# What the exercise asks:
Format every line of the data below as a JSON list of strings, one string per line, leaving out blank lines.

## begin Entries provided

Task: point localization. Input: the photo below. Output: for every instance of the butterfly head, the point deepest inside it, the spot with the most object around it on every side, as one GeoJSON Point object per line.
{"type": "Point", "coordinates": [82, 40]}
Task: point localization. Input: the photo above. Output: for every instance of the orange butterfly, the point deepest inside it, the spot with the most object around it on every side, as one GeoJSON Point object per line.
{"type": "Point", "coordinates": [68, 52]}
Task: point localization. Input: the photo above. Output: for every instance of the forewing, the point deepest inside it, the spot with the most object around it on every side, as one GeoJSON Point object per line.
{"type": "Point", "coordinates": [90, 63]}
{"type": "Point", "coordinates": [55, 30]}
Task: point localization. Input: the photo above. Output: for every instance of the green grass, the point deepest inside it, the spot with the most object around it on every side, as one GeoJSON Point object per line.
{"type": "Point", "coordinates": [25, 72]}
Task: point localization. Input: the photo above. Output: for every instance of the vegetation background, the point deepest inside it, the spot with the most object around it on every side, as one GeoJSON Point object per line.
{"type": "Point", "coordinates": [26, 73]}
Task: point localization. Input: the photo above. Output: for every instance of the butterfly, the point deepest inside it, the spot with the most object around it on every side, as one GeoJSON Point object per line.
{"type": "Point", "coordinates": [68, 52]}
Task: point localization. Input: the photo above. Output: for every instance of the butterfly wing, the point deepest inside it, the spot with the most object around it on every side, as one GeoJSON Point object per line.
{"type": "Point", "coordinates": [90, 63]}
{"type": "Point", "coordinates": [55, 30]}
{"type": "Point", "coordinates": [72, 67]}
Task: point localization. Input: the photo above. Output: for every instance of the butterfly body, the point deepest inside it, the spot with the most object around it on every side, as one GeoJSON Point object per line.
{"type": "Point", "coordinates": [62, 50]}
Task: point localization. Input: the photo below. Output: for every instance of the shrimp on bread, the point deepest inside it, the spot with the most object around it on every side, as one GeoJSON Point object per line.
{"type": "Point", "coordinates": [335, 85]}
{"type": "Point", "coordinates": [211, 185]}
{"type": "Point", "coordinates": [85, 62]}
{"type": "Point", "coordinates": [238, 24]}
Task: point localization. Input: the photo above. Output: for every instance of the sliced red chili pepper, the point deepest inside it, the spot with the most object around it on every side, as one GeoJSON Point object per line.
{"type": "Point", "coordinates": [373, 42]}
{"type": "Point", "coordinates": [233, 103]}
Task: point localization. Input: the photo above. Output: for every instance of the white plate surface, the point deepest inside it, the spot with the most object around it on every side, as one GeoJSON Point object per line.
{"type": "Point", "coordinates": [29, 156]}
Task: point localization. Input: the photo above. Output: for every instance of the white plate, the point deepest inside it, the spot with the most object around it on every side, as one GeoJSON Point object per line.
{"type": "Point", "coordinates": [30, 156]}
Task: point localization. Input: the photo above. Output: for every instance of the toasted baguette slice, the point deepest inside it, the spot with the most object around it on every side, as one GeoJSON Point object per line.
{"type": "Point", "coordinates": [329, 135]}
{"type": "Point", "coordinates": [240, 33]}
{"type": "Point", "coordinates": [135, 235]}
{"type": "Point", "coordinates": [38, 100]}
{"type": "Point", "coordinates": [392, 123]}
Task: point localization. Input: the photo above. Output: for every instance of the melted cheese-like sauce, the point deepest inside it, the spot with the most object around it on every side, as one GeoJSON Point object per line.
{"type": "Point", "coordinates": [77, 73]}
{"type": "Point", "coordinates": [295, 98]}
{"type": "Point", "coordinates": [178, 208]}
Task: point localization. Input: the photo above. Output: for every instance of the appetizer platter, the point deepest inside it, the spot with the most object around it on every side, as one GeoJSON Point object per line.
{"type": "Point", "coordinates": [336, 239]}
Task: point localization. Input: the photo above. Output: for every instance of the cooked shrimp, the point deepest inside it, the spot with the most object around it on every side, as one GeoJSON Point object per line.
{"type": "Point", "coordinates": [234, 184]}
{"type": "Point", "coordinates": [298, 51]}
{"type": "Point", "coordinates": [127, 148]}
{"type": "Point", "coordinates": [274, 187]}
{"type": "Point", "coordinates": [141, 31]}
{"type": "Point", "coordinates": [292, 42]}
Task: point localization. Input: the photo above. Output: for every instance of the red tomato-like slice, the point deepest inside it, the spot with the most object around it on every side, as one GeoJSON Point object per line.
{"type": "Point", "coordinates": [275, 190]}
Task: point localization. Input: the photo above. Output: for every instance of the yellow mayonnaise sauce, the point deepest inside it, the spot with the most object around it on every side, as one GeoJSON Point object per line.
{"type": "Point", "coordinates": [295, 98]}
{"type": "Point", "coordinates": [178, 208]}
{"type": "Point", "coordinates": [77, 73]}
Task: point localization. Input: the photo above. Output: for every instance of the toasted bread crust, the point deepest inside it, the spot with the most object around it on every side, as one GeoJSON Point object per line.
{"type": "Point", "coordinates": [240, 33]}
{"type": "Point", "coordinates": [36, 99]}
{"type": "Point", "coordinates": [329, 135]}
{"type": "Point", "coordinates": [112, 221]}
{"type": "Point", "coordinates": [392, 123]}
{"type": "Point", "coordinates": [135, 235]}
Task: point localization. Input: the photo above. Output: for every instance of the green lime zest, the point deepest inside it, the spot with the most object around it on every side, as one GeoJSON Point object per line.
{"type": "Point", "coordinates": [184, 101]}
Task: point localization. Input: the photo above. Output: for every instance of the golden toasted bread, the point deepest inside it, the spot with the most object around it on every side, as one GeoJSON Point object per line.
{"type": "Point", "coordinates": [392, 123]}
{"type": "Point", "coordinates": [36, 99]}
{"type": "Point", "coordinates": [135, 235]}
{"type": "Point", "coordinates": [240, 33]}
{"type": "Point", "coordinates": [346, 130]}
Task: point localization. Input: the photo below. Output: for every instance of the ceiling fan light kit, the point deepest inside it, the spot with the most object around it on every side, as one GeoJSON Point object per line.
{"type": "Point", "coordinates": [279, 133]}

## end Entries provided

# Complete response:
[
  "Task: point localization. Input: the photo below. Output: for every instance of the butterfly head, the point deepest inside it, the spot with the most object around it on every side, as one GeoJSON Point object per line.",
  "{\"type\": \"Point\", \"coordinates\": [82, 40]}",
  "Task: point localization. Input: the photo above. Output: for every instance of the orange butterfly, the point deepest inside it, the spot with the most object around it on every side, as one GeoJSON Point object per line.",
  "{\"type\": \"Point\", \"coordinates\": [68, 52]}",
  "Task: point localization. Input: the photo above. Output: for every instance of the forewing, the point deepest inside it, the spot with the most object around it on every side, as one GeoJSON Point object per line.",
  "{\"type\": \"Point\", \"coordinates\": [90, 63]}",
  "{\"type\": \"Point\", \"coordinates\": [55, 30]}",
  "Task: point localization. Input: the photo above. Output: for every instance of the green grass, the point deepest inside it, the spot with the most object around it on every side, as one GeoJSON Point object per line.",
  "{\"type\": \"Point\", \"coordinates\": [25, 72]}",
  "Task: point localization. Input: the photo above. Output: for every instance of the vegetation background, the point deepest inside it, the spot with the most object around it on every side, as one GeoJSON Point object per line.",
  "{\"type\": \"Point\", \"coordinates\": [26, 73]}",
  "Task: point localization. Input: the photo above. Output: for every instance of the butterfly, the point deepest inside it, the spot with the most object around it on every side, as one GeoJSON Point object per line.",
  "{\"type\": \"Point\", \"coordinates\": [68, 52]}",
  "Task: point localization. Input: the photo above. Output: for every instance of the butterfly wing, the point deepest inside it, the spot with the most object around it on every side, as one GeoJSON Point object per line.",
  "{\"type\": \"Point\", \"coordinates\": [90, 63]}",
  "{\"type\": \"Point\", \"coordinates\": [55, 30]}",
  "{\"type\": \"Point\", \"coordinates\": [72, 67]}",
  "Task: point localization. Input: the photo above. Output: for every instance of the butterfly body, the point deepest inside it, the spot with the most object around it on every side, as one GeoJSON Point object per line.",
  "{\"type\": \"Point\", \"coordinates\": [62, 50]}",
  "Task: point localization. Input: the photo below. Output: for every instance of the shrimp on bread, the point deepest inside it, the spot with the most object around it on every side, as one GeoJSON Point object per line.",
  "{\"type\": \"Point\", \"coordinates\": [335, 85]}",
  "{\"type\": \"Point\", \"coordinates\": [211, 185]}",
  "{\"type\": \"Point\", \"coordinates\": [85, 62]}",
  "{\"type\": \"Point\", \"coordinates\": [238, 24]}",
  "Task: point localization. Input: the photo above. Output: for every instance of the sliced red chili pepper, the point deepest inside it, the spot with the most object around it on every side, as one GeoJSON Point object per line.",
  "{\"type\": \"Point\", \"coordinates\": [373, 42]}",
  "{\"type\": \"Point\", \"coordinates\": [233, 103]}",
  "Task: point localization. Input: the photo above. Output: for every instance of the white plate surface, the point deepest inside it, the spot with the most object around it on every side, as one GeoJSON Point object per line.",
  "{\"type\": \"Point\", \"coordinates\": [29, 156]}",
  "Task: point localization. Input: the photo above. Output: for every instance of the white plate, the point deepest inside it, the spot with the most object around it on every side, as one GeoJSON Point object per line.",
  "{\"type\": \"Point\", \"coordinates\": [30, 156]}",
  "Task: point localization. Input: the photo above. Output: for every instance of the toasted baguette slice, the point deepest inside it, the spot with the most object around it on every side, as one GeoJSON Point object per line.",
  "{\"type\": \"Point\", \"coordinates\": [329, 135]}",
  "{\"type\": \"Point\", \"coordinates\": [240, 33]}",
  "{\"type\": \"Point\", \"coordinates\": [135, 235]}",
  "{\"type\": \"Point\", \"coordinates\": [38, 100]}",
  "{\"type\": \"Point\", \"coordinates\": [392, 123]}",
  "Task: point localization. Input: the photo above. Output: for every instance of the melted cheese-like sauce, the point deepest inside it, the spot with the most object around it on every side, as one GeoJSON Point object per line.",
  "{\"type\": \"Point\", \"coordinates\": [77, 73]}",
  "{\"type\": \"Point\", \"coordinates\": [295, 98]}",
  "{\"type\": \"Point\", \"coordinates\": [178, 208]}",
  "Task: point localization. Input: the photo above. Output: for every instance of the appetizer platter, the point deepest inside it, the spot with the most object around it on every side, as one GeoJSON Point object per line.",
  "{\"type\": \"Point\", \"coordinates\": [336, 239]}",
  "Task: point localization. Input: the photo above. Output: for every instance of the cooked shrimp, the point deepest inside it, the spot with the most object around it on every side, as one GeoJSON Point object per line.",
  "{\"type\": \"Point\", \"coordinates\": [234, 184]}",
  "{\"type\": \"Point\", \"coordinates\": [298, 51]}",
  "{\"type\": \"Point\", \"coordinates\": [127, 148]}",
  "{\"type\": \"Point\", \"coordinates\": [274, 187]}",
  "{\"type\": \"Point\", \"coordinates\": [141, 31]}",
  "{\"type\": \"Point\", \"coordinates\": [292, 42]}",
  "Task: point localization. Input: the photo above. Output: for every instance of the red tomato-like slice, the point deepest inside it, the spot with the most object around it on every side, as one GeoJSON Point object per line.",
  "{\"type\": \"Point\", \"coordinates\": [275, 190]}",
  "Task: point localization. Input: the photo above. Output: for every instance of the yellow mayonnaise sauce, the point deepest inside it, the spot with the most object around it on every side, as one GeoJSON Point object per line.",
  "{\"type\": \"Point\", \"coordinates\": [295, 98]}",
  "{\"type\": \"Point\", \"coordinates\": [178, 208]}",
  "{\"type\": \"Point\", \"coordinates\": [77, 73]}",
  "Task: point localization. Input: the photo above. Output: for every instance of the toasted bread crust, the point deepest inside it, the spot with the most object around it on every side, as one GeoJSON Point object per line.",
  "{\"type\": \"Point\", \"coordinates\": [240, 33]}",
  "{\"type\": \"Point\", \"coordinates\": [36, 99]}",
  "{\"type\": \"Point\", \"coordinates\": [329, 135]}",
  "{\"type\": \"Point\", \"coordinates\": [112, 221]}",
  "{\"type\": \"Point\", \"coordinates\": [392, 123]}",
  "{\"type\": \"Point\", \"coordinates\": [135, 235]}",
  "Task: point localization. Input: the photo above. Output: for every instance of the green lime zest, the point deepest inside it, the spot with the most object around it on every side, as one GeoJSON Point object per line.",
  "{\"type\": \"Point\", \"coordinates\": [184, 101]}",
  "Task: point localization. Input: the photo above. Output: for every instance of the golden toasted bread, the point deepest inside it, the spot with the most object around it on every side, as one GeoJSON Point object per line.",
  "{\"type\": \"Point\", \"coordinates\": [392, 123]}",
  "{\"type\": \"Point\", \"coordinates\": [36, 99]}",
  "{\"type\": \"Point\", \"coordinates\": [135, 235]}",
  "{\"type\": \"Point\", \"coordinates\": [240, 33]}",
  "{\"type\": \"Point\", \"coordinates\": [346, 130]}",
  "Task: point localization. Input: the photo below. Output: for every instance of the ceiling fan light kit, the point deepest inside it, the spot with the most object around it on every side, as one GeoJSON Point object per line.",
  "{\"type\": \"Point\", \"coordinates\": [279, 133]}"
]